Kim naprawdę jest matka Putina? „Kiedyś byłam dumna, że syn został prezydentem Rosji, od wojny wstyd mi”
Czy Władimir Putin i rosyjscy urzędnicy sfałszowali życiorys prezydenta? Tajemnicza Wiera Putina nie kryje żalu.
Według oficjalnej wersji Kremla rodzicami Władimira Putina są Rosjanie Maria Ivanowna i Władimir Spiridonowicz Putin. Oboje zmarli na raka – matka w 1998 roku, a ojciec rok później.
Dziadek był kucharzem u Lenina i Stalina.
Istnieje jednak wersja, która wzbudza furię prezydenta Rosji i ciekawość dziennikarzy. Chodzi o Wierę Putinę oraz informacje, które tuszowano i pozbywano się tych, którzy chcieli je ujawnić.

# # # # #

Polecenie 1: Zredaguj wiersze wykazu od jego początku aż do wiersza zawierającego „[(120, 42), (504, 153)]” włącznie, zastępując „pick planner” wyrażeniem „grasp planner” i nie zmieniając niczego poza tym.

# # # # #

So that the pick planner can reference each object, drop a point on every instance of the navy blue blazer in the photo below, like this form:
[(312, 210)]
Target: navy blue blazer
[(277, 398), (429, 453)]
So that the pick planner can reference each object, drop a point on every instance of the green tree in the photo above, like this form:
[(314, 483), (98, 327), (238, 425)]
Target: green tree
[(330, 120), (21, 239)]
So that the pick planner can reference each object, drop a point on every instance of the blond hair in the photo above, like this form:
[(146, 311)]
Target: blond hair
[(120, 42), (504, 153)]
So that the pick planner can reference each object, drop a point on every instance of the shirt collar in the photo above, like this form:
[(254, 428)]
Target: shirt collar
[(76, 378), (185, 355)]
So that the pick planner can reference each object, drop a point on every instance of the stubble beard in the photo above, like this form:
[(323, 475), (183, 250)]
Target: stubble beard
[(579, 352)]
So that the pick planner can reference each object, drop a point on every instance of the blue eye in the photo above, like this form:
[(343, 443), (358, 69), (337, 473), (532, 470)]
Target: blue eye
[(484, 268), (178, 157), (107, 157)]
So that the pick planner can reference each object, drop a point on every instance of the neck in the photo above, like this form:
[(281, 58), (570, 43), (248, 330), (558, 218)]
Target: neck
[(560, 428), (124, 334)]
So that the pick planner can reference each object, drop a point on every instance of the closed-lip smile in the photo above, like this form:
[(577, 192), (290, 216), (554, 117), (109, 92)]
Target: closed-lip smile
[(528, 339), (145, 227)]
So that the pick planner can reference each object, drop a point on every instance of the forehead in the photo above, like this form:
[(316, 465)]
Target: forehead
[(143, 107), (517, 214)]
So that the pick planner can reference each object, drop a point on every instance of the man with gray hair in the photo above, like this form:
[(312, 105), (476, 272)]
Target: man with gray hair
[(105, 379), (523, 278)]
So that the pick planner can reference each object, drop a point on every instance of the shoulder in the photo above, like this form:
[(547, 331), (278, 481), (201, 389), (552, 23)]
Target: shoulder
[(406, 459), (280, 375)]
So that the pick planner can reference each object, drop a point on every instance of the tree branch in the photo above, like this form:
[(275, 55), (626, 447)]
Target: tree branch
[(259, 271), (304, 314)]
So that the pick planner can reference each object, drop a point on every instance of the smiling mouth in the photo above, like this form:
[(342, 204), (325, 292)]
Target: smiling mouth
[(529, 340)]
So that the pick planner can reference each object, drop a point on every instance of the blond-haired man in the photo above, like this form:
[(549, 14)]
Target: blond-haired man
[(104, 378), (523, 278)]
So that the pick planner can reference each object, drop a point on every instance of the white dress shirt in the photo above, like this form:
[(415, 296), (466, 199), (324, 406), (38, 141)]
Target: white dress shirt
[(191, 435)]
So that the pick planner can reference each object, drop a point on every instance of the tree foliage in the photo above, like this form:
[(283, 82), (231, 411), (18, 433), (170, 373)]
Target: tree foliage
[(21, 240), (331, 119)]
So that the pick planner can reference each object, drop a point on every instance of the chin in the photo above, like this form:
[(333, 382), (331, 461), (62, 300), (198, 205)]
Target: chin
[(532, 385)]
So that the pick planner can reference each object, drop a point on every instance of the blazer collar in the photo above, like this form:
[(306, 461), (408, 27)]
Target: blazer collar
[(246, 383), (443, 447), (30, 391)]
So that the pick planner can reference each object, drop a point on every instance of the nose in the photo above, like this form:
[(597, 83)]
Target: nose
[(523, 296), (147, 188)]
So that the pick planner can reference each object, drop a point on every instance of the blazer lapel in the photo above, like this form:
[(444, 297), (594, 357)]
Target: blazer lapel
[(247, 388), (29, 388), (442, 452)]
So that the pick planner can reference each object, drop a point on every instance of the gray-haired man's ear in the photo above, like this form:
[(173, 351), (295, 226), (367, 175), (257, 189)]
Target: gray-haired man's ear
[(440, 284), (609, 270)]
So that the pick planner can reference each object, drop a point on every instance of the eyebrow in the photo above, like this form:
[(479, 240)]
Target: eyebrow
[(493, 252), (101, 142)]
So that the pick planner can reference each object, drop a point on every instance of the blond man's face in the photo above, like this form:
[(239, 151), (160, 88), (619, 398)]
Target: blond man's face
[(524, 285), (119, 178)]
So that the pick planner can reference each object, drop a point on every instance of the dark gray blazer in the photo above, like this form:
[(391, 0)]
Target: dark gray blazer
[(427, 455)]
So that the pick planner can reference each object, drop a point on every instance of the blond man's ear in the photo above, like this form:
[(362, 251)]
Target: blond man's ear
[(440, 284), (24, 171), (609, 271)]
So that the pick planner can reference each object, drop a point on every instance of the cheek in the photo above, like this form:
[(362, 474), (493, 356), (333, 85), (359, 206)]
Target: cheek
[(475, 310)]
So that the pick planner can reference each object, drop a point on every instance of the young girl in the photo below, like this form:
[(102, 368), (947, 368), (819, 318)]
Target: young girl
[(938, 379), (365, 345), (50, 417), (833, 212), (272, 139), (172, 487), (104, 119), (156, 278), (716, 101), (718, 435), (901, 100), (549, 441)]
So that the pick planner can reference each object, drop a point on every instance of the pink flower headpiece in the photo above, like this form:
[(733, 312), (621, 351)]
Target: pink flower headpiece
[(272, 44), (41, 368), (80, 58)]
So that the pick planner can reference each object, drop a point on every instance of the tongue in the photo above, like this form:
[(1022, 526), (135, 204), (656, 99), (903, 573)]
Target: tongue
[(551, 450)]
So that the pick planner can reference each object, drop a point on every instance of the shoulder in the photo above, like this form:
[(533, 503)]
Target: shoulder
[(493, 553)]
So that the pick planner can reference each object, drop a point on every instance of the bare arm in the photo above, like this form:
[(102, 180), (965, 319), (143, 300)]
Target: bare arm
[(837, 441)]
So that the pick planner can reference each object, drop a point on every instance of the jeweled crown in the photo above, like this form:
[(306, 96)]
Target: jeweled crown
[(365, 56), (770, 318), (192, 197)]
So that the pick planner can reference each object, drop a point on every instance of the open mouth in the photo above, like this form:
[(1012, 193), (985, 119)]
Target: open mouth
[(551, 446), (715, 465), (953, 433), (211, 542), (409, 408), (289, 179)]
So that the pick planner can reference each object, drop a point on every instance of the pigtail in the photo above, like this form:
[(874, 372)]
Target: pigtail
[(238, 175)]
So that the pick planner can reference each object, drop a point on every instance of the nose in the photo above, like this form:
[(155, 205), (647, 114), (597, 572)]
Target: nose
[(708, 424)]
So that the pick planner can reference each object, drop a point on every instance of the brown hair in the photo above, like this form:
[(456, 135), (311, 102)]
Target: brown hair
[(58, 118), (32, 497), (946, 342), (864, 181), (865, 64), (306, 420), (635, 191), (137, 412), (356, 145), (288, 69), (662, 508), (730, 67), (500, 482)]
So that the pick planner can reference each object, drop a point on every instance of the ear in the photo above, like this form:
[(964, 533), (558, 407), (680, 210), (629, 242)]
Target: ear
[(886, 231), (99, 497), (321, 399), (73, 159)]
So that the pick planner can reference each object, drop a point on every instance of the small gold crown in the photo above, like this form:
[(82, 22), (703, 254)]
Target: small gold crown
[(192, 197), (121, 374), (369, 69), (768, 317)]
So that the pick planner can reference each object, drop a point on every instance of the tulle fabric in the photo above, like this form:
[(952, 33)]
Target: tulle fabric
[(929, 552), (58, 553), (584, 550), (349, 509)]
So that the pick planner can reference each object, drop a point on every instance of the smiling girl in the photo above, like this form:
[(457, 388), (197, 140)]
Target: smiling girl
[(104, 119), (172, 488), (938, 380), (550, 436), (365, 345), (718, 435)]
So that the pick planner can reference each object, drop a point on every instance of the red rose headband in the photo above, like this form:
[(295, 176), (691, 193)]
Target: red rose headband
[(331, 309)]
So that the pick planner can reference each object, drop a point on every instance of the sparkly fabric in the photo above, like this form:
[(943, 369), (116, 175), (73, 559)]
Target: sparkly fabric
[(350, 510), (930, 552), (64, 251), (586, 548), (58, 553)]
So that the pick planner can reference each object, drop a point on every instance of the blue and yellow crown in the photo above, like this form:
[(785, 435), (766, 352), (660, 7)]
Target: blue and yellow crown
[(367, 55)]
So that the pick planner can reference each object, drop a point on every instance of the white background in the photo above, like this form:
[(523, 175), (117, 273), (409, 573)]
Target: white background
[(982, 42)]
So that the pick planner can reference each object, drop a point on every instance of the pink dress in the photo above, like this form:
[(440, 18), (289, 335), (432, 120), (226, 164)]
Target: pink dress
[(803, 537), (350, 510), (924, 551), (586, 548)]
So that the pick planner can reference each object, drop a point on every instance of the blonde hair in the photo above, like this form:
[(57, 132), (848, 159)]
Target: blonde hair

# # # # #

Polecenie 2: Wyjaśnij na podstawie fragmentu tekstu, z jakiej przyczyny i kiedy zmarli rodzice Władimira Putina według oficjalnej wersji Kremla.

Poprawna odpowiedź 1:
So that the grasp planner can reference each object, drop a point on every instance of the navy blue blazer in the photo below, like this form:
[(312, 210)]
Target: navy blue blazer
[(277, 398), (429, 453)]
So that the grasp planner can reference each object, drop a point on every instance of the green tree in the photo above, like this form:
[(314, 483), (98, 327), (238, 425)]
Target: green tree
[(330, 120), (21, 239)]
So that the grasp planner can reference each object, drop a point on every instance of the blond hair in the photo above, like this form:
[(146, 311)]
Target: blond hair
[(120, 42), (504, 153)]

Poprawna odpowiedź 2: Według oficjalnej wersji Kremla oboje rodzice Władimira Putina, Maria Ivanowna i Władimir Spiridonowicz Putin, zmarli na raka. Matka zmarła w 1998 roku, a ojciec rok później.